*Available data*.

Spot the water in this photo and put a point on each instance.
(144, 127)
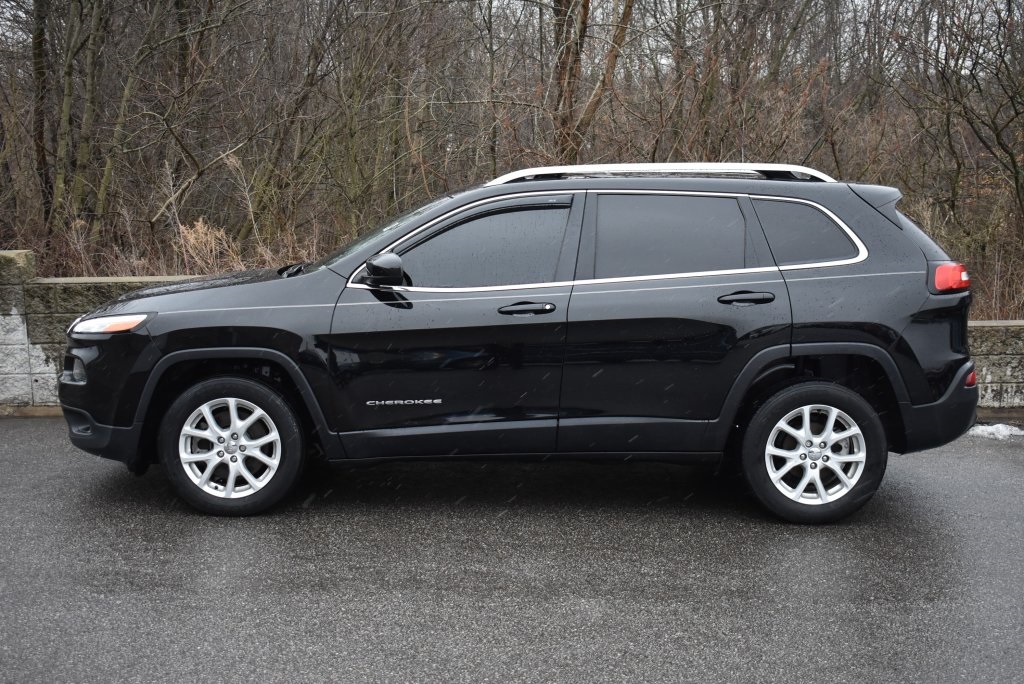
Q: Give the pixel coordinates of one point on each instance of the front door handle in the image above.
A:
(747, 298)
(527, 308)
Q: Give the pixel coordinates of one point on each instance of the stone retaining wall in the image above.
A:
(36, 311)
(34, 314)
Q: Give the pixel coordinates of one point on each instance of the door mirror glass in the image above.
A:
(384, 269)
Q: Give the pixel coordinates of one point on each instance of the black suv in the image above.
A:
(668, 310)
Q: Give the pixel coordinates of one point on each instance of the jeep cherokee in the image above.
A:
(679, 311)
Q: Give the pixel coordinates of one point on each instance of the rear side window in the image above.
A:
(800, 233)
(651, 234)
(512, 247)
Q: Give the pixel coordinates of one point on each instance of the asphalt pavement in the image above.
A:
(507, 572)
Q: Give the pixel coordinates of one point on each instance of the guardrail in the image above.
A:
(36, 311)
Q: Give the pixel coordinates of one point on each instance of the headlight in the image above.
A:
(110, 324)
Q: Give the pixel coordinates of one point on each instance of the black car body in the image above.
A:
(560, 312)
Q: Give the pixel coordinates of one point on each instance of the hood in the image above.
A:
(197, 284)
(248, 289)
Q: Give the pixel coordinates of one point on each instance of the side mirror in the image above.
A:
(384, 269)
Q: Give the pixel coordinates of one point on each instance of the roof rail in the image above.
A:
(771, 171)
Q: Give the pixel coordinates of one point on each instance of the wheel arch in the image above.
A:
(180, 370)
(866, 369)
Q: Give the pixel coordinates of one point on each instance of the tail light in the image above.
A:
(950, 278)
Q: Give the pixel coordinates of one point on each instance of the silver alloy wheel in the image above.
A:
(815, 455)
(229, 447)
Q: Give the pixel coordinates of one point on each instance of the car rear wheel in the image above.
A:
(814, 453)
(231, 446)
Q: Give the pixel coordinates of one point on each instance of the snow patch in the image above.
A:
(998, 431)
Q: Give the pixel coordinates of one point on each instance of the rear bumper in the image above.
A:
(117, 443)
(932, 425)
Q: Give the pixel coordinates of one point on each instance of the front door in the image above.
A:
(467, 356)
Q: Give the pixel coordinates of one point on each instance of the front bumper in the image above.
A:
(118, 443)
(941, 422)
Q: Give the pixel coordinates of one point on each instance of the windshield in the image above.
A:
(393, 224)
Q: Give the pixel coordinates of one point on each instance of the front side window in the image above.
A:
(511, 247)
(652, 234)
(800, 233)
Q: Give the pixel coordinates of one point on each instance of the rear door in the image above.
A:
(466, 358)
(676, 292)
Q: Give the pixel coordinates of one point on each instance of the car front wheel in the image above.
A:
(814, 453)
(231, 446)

* * *

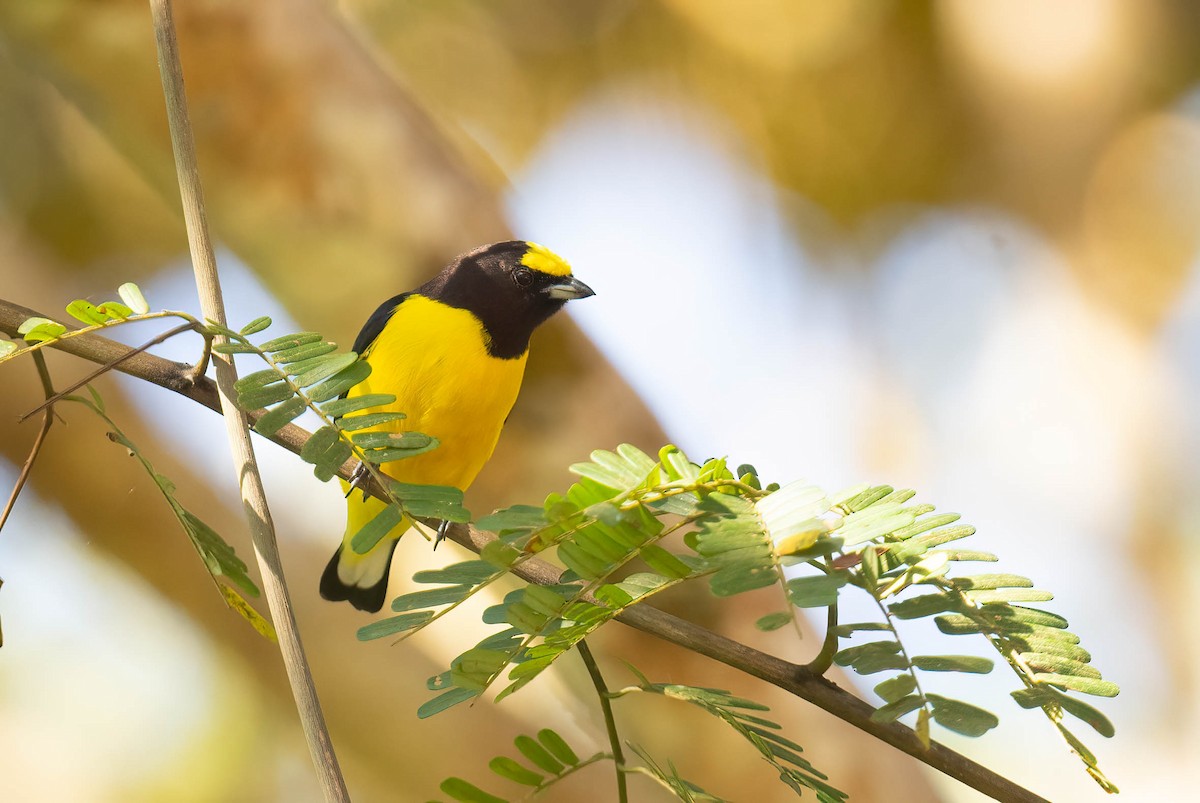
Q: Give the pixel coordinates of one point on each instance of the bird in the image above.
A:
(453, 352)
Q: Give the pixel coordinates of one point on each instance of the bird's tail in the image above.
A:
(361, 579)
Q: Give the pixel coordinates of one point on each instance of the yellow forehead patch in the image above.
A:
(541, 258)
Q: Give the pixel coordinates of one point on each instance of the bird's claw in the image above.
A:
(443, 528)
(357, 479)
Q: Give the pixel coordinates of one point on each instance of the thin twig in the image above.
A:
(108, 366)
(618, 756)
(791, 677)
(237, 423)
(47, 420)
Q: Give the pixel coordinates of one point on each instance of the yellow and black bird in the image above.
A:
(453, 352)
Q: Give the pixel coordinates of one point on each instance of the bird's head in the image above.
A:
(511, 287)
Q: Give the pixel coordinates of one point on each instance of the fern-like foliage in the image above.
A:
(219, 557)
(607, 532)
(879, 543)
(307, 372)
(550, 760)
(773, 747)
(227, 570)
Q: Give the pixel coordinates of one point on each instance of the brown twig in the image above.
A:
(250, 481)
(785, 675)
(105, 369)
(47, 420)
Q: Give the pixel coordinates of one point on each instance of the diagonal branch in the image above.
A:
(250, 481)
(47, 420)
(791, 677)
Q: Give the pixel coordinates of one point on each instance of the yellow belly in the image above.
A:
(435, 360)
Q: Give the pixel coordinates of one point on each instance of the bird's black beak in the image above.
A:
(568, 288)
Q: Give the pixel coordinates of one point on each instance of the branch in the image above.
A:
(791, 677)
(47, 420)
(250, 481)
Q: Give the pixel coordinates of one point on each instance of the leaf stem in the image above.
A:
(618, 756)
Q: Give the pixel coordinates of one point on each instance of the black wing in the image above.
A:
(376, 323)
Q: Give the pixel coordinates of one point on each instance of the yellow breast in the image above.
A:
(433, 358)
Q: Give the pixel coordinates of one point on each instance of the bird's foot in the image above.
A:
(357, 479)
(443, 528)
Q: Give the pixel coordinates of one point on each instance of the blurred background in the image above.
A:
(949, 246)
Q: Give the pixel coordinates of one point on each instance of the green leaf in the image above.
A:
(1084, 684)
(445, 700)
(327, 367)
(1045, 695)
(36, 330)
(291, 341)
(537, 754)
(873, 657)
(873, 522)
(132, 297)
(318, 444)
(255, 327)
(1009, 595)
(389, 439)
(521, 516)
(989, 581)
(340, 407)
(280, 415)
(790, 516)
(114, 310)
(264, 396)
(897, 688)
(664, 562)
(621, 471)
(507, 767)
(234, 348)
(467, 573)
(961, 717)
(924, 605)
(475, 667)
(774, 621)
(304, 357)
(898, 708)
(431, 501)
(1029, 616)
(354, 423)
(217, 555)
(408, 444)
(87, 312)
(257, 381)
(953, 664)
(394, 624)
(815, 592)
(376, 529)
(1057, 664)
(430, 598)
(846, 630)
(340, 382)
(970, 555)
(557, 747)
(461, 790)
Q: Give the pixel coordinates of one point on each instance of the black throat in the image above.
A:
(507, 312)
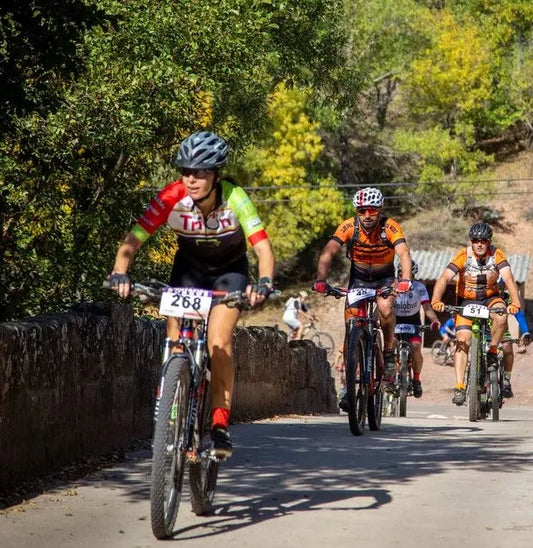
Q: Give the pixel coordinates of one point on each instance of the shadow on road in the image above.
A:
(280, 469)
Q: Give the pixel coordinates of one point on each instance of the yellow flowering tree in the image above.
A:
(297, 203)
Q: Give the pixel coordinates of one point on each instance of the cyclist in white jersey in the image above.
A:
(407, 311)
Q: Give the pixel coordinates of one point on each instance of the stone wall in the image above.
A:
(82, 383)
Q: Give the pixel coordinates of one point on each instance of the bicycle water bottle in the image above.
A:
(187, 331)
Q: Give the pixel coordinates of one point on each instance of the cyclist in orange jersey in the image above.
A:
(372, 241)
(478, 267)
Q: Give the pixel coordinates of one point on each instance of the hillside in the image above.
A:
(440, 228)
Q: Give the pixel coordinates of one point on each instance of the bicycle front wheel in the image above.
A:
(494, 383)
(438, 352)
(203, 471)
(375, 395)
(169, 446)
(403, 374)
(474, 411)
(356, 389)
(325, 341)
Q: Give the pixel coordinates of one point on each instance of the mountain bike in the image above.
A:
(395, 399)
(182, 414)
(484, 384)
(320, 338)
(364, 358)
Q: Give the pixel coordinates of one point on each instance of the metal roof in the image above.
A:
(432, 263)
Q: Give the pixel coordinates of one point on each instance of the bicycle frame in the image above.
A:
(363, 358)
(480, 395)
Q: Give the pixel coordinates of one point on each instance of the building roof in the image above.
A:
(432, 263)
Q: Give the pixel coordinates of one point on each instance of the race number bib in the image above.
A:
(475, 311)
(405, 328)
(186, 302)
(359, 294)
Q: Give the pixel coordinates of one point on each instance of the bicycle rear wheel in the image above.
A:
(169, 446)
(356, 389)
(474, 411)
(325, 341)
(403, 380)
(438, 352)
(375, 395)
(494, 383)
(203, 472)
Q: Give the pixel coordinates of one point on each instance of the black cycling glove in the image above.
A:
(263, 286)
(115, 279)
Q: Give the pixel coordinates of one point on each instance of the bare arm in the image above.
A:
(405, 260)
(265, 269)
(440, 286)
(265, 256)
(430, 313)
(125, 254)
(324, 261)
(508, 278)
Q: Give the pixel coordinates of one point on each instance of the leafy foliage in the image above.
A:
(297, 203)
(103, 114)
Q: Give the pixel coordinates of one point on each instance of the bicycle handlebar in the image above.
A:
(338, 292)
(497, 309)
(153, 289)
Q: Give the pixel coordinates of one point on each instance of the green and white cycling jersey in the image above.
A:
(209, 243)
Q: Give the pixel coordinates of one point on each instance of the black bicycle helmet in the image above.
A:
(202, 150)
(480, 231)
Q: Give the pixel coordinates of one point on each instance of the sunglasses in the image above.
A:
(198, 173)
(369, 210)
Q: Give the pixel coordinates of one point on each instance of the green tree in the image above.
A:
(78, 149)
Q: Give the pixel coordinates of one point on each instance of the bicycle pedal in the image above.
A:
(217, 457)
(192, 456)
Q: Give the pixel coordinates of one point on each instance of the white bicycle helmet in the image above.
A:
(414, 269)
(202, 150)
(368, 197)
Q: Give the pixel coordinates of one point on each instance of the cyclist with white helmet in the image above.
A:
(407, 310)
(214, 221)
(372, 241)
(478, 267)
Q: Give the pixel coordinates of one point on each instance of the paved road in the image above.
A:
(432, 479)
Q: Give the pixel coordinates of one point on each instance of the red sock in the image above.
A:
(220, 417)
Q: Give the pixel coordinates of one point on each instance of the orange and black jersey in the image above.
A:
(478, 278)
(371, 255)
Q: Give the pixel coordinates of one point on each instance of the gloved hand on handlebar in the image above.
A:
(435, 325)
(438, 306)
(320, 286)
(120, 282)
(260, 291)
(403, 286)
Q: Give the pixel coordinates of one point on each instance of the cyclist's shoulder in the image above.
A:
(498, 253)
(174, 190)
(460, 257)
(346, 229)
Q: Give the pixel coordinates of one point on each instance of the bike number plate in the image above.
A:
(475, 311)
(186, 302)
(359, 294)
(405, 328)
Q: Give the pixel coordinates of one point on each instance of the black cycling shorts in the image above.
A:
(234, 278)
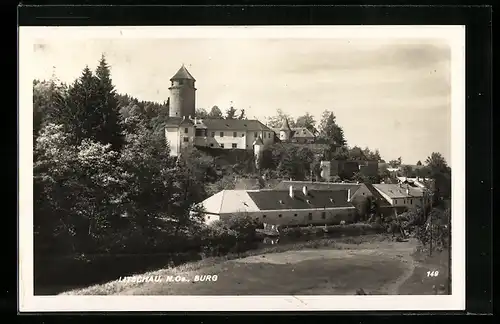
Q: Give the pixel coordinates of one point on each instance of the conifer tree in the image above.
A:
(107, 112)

*The task*. The answer must be every line from the entries above that holds the string "bike".

*Reply*.
Q: Give the pixel coordinates of one point on each instance of the mountain bike in the image above.
Q: Give the pixel coordinates of one point on each instance of the bike number plate in the image above.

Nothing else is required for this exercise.